[Records of labeled boxes]
--------

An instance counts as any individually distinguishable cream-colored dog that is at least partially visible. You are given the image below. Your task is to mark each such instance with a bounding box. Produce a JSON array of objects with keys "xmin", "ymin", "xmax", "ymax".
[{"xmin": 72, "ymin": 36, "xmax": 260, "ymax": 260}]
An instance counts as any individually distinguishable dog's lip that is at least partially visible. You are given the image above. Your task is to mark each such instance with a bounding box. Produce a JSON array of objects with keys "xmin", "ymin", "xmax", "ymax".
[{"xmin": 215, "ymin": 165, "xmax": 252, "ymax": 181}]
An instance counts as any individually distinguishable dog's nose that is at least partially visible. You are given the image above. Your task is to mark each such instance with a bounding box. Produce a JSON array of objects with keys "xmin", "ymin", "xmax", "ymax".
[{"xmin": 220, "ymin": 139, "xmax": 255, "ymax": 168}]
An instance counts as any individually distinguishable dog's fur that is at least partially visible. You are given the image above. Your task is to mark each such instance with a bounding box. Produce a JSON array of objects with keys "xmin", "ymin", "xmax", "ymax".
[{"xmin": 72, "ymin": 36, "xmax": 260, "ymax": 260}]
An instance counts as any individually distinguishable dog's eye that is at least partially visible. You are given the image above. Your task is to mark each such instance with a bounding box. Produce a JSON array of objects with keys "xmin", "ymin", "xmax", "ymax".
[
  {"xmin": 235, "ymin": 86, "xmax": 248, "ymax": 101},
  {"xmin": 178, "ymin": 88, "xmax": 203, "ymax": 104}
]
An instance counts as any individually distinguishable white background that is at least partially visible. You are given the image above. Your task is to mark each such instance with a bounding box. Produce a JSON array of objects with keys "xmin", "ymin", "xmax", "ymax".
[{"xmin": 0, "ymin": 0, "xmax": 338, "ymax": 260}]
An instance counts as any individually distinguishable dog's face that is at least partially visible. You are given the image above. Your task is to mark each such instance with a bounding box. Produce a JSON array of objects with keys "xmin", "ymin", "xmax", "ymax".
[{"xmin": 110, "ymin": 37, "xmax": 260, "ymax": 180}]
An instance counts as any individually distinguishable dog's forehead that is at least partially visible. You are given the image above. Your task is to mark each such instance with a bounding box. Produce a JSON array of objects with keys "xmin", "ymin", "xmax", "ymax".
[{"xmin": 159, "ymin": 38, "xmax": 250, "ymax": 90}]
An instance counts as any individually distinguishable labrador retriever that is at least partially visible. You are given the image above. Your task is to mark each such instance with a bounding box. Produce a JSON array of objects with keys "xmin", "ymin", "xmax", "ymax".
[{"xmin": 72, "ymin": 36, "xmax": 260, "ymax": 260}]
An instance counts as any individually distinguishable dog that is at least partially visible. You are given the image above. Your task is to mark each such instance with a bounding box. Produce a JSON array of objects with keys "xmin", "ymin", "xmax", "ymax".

--------

# TASK
Give a word-for-word copy of the records.

# RESULT
An instance counts as any individually distinguishable cream-colored dog that is at least partially visible. You are given the image below. Your task is to mark each such instance with a bounding box. Produce a JSON array of objects with keys "xmin", "ymin", "xmax", "ymax".
[{"xmin": 72, "ymin": 36, "xmax": 260, "ymax": 260}]
An instance counts as any individually distinguishable dog's lip that is at least partially visible. You are given the image above. Your task is to mark each such instance with a bounding box. Produce a JSON array of objects with keys "xmin", "ymin", "xmax", "ymax".
[{"xmin": 215, "ymin": 165, "xmax": 252, "ymax": 181}]
An instance counts as any individually distinguishable dog's nose that is at least partially visible. You are given the image above. Your task is to mark each such instance with a bounding box. Produce a JSON array of objects with keys "xmin", "ymin", "xmax", "ymax".
[{"xmin": 220, "ymin": 139, "xmax": 255, "ymax": 168}]
An instance counts as any individually distinguishable dog's fur that is at least partially visible. You are given the image above. Your task is to mark each such instance with a bounding box. Produce a JSON array of objects with keys "xmin", "ymin", "xmax", "ymax".
[{"xmin": 72, "ymin": 36, "xmax": 260, "ymax": 260}]
An instance counts as any individually distinguishable dog's eye that is at least partially visible. You are given the image above. Your task is to mark each such instance with a bounding box. Produce a JSON array of objects with keys "xmin", "ymin", "xmax", "ymax".
[
  {"xmin": 235, "ymin": 86, "xmax": 248, "ymax": 101},
  {"xmin": 178, "ymin": 88, "xmax": 203, "ymax": 104}
]
An instance counts as any individually distinguishable white background that is at least partially visible. You are given the image above. Your task is to mark each such instance with a bounding box. Produce a JSON array of objects with keys "xmin", "ymin", "xmax", "ymax".
[{"xmin": 0, "ymin": 0, "xmax": 338, "ymax": 260}]
An instance counts as any individually distinguishable dog's face that is at least partially visible. You are given the image above. Your task is to mark each such instance with a bounding box. Produce a JSON array of objects with keys "xmin", "ymin", "xmax", "ymax".
[{"xmin": 110, "ymin": 37, "xmax": 260, "ymax": 180}]
An instance counts as any individually distinguishable dog's forehead that is at least partially visible. You are given the image above. Your task is to mark each such instance with a bounding box. Produce a JSON array of objects with keys "xmin", "ymin", "xmax", "ymax".
[{"xmin": 159, "ymin": 38, "xmax": 250, "ymax": 90}]
An instance counts as any individually distinguishable labrador retriever that is at least partially visible. You are given the image above. Your task is to mark each such instance with a bounding box. Produce a JSON array of objects with keys "xmin", "ymin", "xmax", "ymax".
[{"xmin": 72, "ymin": 36, "xmax": 260, "ymax": 260}]
An instance counts as any individually distinguishable dog that is at least partially visible. You are given the image above. Your task is to mark each such instance with a bounding box. Produce a JSON array of objects with keys "xmin", "ymin", "xmax", "ymax".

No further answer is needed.